* Begin THE RECORDS *
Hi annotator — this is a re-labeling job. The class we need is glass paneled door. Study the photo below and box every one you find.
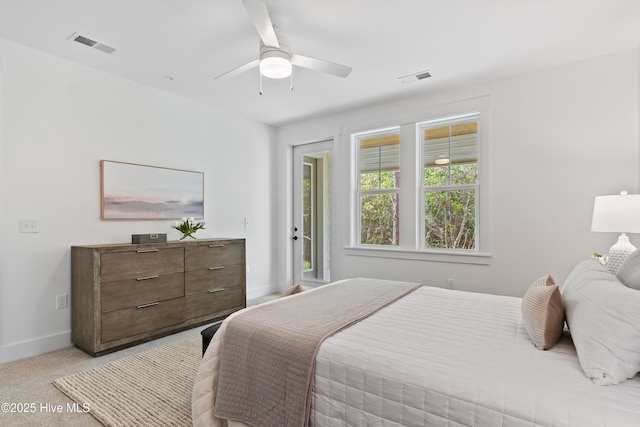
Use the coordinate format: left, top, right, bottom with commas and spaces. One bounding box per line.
293, 141, 331, 286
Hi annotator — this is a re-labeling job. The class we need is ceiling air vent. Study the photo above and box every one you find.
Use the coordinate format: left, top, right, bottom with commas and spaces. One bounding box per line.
68, 33, 116, 53
398, 70, 431, 84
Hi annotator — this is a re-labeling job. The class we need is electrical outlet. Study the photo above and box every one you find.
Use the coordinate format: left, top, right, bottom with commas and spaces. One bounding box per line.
56, 294, 69, 310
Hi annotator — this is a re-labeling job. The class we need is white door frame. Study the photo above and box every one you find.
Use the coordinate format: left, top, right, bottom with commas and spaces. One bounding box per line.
291, 140, 333, 286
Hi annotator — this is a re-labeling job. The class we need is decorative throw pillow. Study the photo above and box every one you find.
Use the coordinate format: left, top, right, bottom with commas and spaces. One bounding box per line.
562, 259, 640, 385
521, 276, 564, 350
616, 249, 640, 290
280, 284, 307, 298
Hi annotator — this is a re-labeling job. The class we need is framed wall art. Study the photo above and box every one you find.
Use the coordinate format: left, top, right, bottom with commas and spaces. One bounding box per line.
100, 160, 204, 219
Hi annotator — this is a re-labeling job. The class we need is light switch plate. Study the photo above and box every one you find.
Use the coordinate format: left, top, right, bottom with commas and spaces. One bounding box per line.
20, 219, 40, 233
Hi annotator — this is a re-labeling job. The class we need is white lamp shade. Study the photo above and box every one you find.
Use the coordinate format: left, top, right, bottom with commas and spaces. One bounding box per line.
591, 194, 640, 233
260, 51, 292, 79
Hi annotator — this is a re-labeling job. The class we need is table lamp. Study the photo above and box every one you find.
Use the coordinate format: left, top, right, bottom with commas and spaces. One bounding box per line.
591, 191, 640, 274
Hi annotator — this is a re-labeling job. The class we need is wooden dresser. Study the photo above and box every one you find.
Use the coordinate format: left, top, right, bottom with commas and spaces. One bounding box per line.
71, 239, 246, 356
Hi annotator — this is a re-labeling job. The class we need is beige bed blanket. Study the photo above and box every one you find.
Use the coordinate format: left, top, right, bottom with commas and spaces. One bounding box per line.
193, 279, 420, 427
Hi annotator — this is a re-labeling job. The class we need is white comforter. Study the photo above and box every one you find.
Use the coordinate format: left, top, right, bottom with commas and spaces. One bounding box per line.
193, 287, 640, 427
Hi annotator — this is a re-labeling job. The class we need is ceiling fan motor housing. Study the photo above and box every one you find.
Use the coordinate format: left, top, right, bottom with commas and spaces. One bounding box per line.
260, 36, 293, 79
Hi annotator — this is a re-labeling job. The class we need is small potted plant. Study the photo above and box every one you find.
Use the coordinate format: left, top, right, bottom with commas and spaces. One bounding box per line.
171, 217, 204, 240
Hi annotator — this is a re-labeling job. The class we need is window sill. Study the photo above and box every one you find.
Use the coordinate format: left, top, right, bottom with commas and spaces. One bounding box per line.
344, 246, 491, 265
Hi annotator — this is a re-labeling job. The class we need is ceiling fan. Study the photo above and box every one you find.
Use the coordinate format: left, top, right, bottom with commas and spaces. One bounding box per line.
215, 0, 351, 90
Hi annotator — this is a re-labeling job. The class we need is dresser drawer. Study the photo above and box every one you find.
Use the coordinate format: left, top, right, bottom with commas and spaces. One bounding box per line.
100, 248, 184, 283
100, 273, 184, 313
185, 265, 244, 295
102, 298, 186, 342
184, 243, 244, 271
185, 286, 246, 318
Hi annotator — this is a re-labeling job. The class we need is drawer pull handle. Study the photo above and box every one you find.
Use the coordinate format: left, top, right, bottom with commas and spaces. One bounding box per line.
136, 301, 160, 308
136, 276, 160, 282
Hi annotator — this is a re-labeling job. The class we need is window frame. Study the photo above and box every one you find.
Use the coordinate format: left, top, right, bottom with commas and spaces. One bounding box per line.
350, 95, 492, 265
351, 126, 402, 248
416, 111, 482, 253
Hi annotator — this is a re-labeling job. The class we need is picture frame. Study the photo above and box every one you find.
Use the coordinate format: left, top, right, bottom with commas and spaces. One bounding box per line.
100, 160, 204, 220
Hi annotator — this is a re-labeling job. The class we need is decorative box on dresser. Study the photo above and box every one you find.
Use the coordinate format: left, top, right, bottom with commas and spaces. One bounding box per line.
71, 239, 246, 356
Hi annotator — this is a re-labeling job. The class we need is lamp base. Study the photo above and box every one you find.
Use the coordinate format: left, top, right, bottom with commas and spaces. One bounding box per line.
607, 233, 636, 274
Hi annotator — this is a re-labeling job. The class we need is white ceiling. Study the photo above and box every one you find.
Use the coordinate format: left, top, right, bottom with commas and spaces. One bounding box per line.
0, 0, 640, 125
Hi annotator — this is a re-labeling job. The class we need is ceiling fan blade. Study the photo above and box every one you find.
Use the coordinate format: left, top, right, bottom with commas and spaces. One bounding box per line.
242, 0, 280, 48
291, 54, 351, 77
214, 59, 260, 80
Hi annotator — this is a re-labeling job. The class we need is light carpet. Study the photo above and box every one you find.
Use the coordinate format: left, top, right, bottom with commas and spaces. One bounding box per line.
53, 336, 202, 427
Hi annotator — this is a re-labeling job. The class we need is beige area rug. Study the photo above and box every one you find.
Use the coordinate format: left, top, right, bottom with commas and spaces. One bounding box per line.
53, 336, 202, 427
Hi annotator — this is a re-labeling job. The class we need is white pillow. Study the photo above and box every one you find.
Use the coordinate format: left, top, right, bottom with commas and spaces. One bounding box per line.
562, 259, 640, 385
616, 249, 640, 289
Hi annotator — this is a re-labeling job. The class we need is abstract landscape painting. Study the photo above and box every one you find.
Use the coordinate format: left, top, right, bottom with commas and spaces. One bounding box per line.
100, 160, 204, 219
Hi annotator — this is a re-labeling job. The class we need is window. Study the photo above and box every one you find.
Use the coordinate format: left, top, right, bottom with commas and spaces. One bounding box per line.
418, 114, 479, 250
347, 107, 490, 258
355, 128, 400, 246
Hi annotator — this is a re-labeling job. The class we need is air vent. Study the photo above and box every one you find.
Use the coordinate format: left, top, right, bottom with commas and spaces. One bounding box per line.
398, 70, 431, 84
68, 33, 116, 54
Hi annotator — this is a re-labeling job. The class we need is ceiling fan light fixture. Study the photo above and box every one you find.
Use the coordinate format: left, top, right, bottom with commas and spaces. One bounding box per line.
260, 51, 293, 79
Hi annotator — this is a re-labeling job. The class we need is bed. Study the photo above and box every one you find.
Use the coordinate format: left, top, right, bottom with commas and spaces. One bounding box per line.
192, 256, 640, 427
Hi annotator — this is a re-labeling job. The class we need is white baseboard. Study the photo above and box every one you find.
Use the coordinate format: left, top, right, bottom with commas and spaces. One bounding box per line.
0, 331, 73, 363
247, 285, 278, 300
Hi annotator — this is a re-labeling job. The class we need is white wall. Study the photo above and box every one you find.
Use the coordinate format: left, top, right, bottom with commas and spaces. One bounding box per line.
0, 41, 275, 362
277, 50, 640, 296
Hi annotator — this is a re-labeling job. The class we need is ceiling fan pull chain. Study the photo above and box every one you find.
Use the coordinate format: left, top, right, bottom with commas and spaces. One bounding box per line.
258, 73, 262, 95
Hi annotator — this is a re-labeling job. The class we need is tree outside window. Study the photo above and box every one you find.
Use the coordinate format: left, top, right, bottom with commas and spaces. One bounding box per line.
356, 128, 400, 246
419, 114, 479, 250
* End THE RECORDS *
Render every one of the rows above as a numbered list, one line per item, with blank lines and the pictures left out.

1. Hi annotator — this is a re-labeling job. The class we need is glass paneled door. Study the photo below and box every one you find.
2. Use the coordinate format: left, top, right, bottom with commas and spaces. One bounding box per line.
3. 293, 141, 331, 286
4. Hi annotator — this is a re-labeling job. The class we need is ceiling air vent. Study the photo above and box every one you find.
5. Use the coordinate format: left, top, right, bottom with commas and spaces. One bounding box per line.
6. 68, 33, 116, 53
7. 398, 70, 431, 84
8. Hi annotator — this is a re-labeling job. The class we need is electrical outlet. Study the photo above and box every one you find.
9. Use the coordinate format: left, top, right, bottom with commas and spaces. One bounding box per line.
10. 56, 294, 69, 310
11. Hi annotator — this is a re-labeling job. The class we need is white door frame. Study the photo above and box every one you find.
12. Use the coordinate format: left, top, right, bottom with commas and spaces. One bounding box per line.
13. 291, 140, 333, 286
14. Hi annotator — this is a re-labeling job. The class we need is decorative throw pillow. Study the photo above and box every one you find.
15. Use the coordinate format: left, top, right, bottom with commas and spaces. One bounding box per line.
16. 562, 259, 640, 385
17. 521, 276, 564, 350
18. 616, 249, 640, 290
19. 280, 284, 307, 298
20. Hi annotator — this is a re-labeling job. The class we need is framed wall art. Study the photo above and box every one you find.
21. Use the coordinate format: left, top, right, bottom with commas and spaces. One bounding box per line.
22. 100, 160, 204, 219
23. Hi annotator — this is a re-labeling job. The class we need is light switch plate. Study the photo above and box every one you find.
24. Use the coordinate format: left, top, right, bottom with commas and spaces. One bounding box per line.
25. 20, 219, 40, 233
26. Hi annotator — this is a re-labeling job. The class we need is white lamp shade. Study the photo above and box every one you find.
27. Use the coordinate format: left, top, right, bottom with commas and spaces. One bounding box per line.
28. 591, 194, 640, 233
29. 260, 51, 292, 79
30. Hi annotator — this is a re-labeling job. The class we need is table lamp. Study the photo above and box every one you find.
31. Use the coordinate format: left, top, right, bottom with commas and spaces. One bounding box per line.
32. 591, 191, 640, 274
33. Hi annotator — this is a re-labeling job. The class we need is wooden dresser. Study the photo above and box every one you find.
34. Use the coordinate format: left, top, right, bottom with commas and spaces. One bounding box per line.
35. 71, 239, 246, 356
36. Hi annotator — this is a re-labeling job. The class we need is beige bed blanket. Study the photo above and box every one you find.
37. Use the coordinate format: left, top, right, bottom with commas and spaces. One bounding box per line.
38. 193, 279, 420, 427
39. Hi annotator — this is a re-labeling job. The class we need is white comforter. Study the photo above and box every one you find.
40. Use the coordinate format: left, top, right, bottom with commas and spaces. One bounding box per line.
41. 193, 287, 640, 427
42. Hi annotator — this is a re-labeling job. The class we need is ceiling fan motor housing. Study the photo above and box every one you find.
43. Use the coordinate format: left, top, right, bottom with commas and spaces. One bounding box per line.
44. 260, 36, 293, 79
45. Hi annotator — this is a re-labeling job. The class we need is small potted plant. Study the photo above and box every one you find.
46. Use the coordinate format: left, top, right, bottom with commas and spaces. One bounding box per line.
47. 171, 217, 204, 240
48. Hi annotator — this is a re-labeling job. The class we need is window sill. Study the photo above and box every one you find.
49. Use the coordinate format: left, top, right, bottom with commas and spaces. One bounding box per line.
50. 344, 246, 491, 265
51. Hi annotator — this is a re-labeling job. The class we need is ceiling fan. Study the photo above and box every one you find.
52. Use the coordinate format: left, top, right, bottom with commas and spaces. One bounding box per line.
53. 215, 0, 351, 90
54. Hi annotator — this is a re-labeling job. The class we need is dresser drawer. Study the photo above and box every one you find.
55. Use the coordinate format: left, top, right, bottom with commas and spaces. One bounding box per line.
56. 100, 248, 184, 283
57. 100, 273, 184, 313
58. 185, 265, 244, 295
59. 102, 298, 186, 342
60. 184, 243, 244, 271
61. 185, 286, 246, 318
62. Hi annotator — this is a re-labeling job. The class we need is drawer pull handle. Study the photo above and box every one you find.
63. Use the coordinate format: left, top, right, bottom with commas and spaces. One bounding box per line.
64. 136, 301, 160, 308
65. 136, 276, 160, 282
66. Hi annotator — this is a re-labeling job. The class we need is window frame. Study the photo above and box every one you find.
67. Use the coordinate format: left, top, right, bottom with commas and spaces. One bounding box per line.
68. 350, 95, 492, 265
69. 351, 126, 402, 248
70. 416, 111, 482, 253
71. Hi annotator — this is a re-labeling job. The class we need is picture frame. Study the photo above and box every one you find.
72. Use the coordinate format: left, top, right, bottom with commas and spaces. One bounding box per line.
73. 100, 160, 204, 220
74. Hi annotator — this is a re-labeling job. The class we need is decorative box on dresser. Study the photo above and box every one you find.
75. Use the coordinate format: left, top, right, bottom with commas and spaces. One bounding box per line.
76. 71, 239, 246, 356
77. Hi annotator — this is a re-labeling job. The class we need is lamp base. Study the photo above and box every one you find.
78. Use the coordinate format: left, top, right, bottom with commas and spaces. One bounding box per line.
79. 607, 233, 636, 274
80. Hi annotator — this is a re-labeling job. The class we need is white ceiling. Study the photo above and box every one you find.
81. Use the coordinate format: left, top, right, bottom with commas and spaces. One bounding box per line.
82. 0, 0, 640, 125
83. Hi annotator — this is a re-labeling job. The class we need is ceiling fan blade. Study the photo above and box every one you find.
84. Use the coordinate format: left, top, right, bottom with commas and spaces. One bounding box per line.
85. 242, 0, 280, 48
86. 291, 54, 351, 77
87. 214, 59, 260, 80
88. Hi annotator — this is a re-labeling job. The class we need is light carpet. Study the photo above and box every one you find.
89. Use the coordinate format: left, top, right, bottom with commas and spaces. One bounding box per line.
90. 53, 336, 202, 427
91. Hi annotator — this is a re-labeling job. The class we need is beige area rug. Study the photo above and box every one you find.
92. Use the coordinate format: left, top, right, bottom with commas and spaces. One bounding box per line.
93. 53, 336, 202, 427
94. Hi annotator — this is a re-labeling job. The class we need is white pillow. Study the photo above and box every one you find.
95. Use the coordinate format: left, top, right, bottom with commas and spaces. One bounding box per line.
96. 562, 259, 640, 385
97. 616, 249, 640, 289
98. Hi annotator — this is a re-labeling job. The class we need is abstract landscape painting. Study the photo above and box every one you find.
99. Use the coordinate format: left, top, right, bottom with commas and spaces. One bounding box per line.
100. 100, 160, 204, 219
101. Hi annotator — this is a re-labeling job. The class we need is window. Study the photo above and box every one you find.
102. Use the coordinate format: left, top, right, bottom with commas and spaces. One bounding box per line.
103. 418, 114, 479, 250
104. 347, 107, 490, 258
105. 355, 128, 400, 246
106. Hi annotator — this is a re-labeling job. The class we need is air vent. Study the photo above and box every one you find.
107. Use the coordinate format: left, top, right, bottom with commas and spaces. One bounding box per line.
108. 398, 70, 431, 84
109. 68, 33, 116, 54
110. Hi annotator — this is a re-labeling job. The class we need is ceiling fan light fixture. Study the photo above and box every one you find.
111. Use the coordinate format: left, top, right, bottom with commas and spaces. One bounding box per line.
112. 260, 51, 293, 79
113. Hi annotator — this is a re-labeling job. The class we need is bed. Study the photo above and box every one you find.
114. Use the coordinate format: left, top, right, bottom with commas and spaces. One bounding box per line.
115. 192, 256, 640, 427
116. Hi annotator — this is a re-labeling job. The class we need is white baseboard. Study the photo above and box every one you find.
117. Use the coordinate format: left, top, right, bottom with commas and spaces. One bounding box per line.
118. 0, 331, 73, 363
119. 247, 285, 278, 300
120. Hi annotator — this is a re-labeling job. The class we need is white wall. Study the photo above and box every one you find.
121. Use the coordinate format: left, top, right, bottom with commas and spaces. One bounding box per line.
122. 0, 41, 275, 362
123. 277, 50, 640, 296
124. Hi annotator — this is a re-labeling job. The class we need is ceiling fan pull chain. Study the photo above and box every one you find.
125. Use the coordinate format: left, top, right, bottom with commas and spaces. One bounding box per line.
126. 258, 73, 262, 95
127. Hi annotator — this is a re-labeling job. The class we need is tree outside window. Study the photo above and box every one you find.
128. Use the coordinate format: left, top, right, bottom with commas and spaces. One bounding box per line.
129. 356, 128, 400, 246
130. 419, 114, 479, 250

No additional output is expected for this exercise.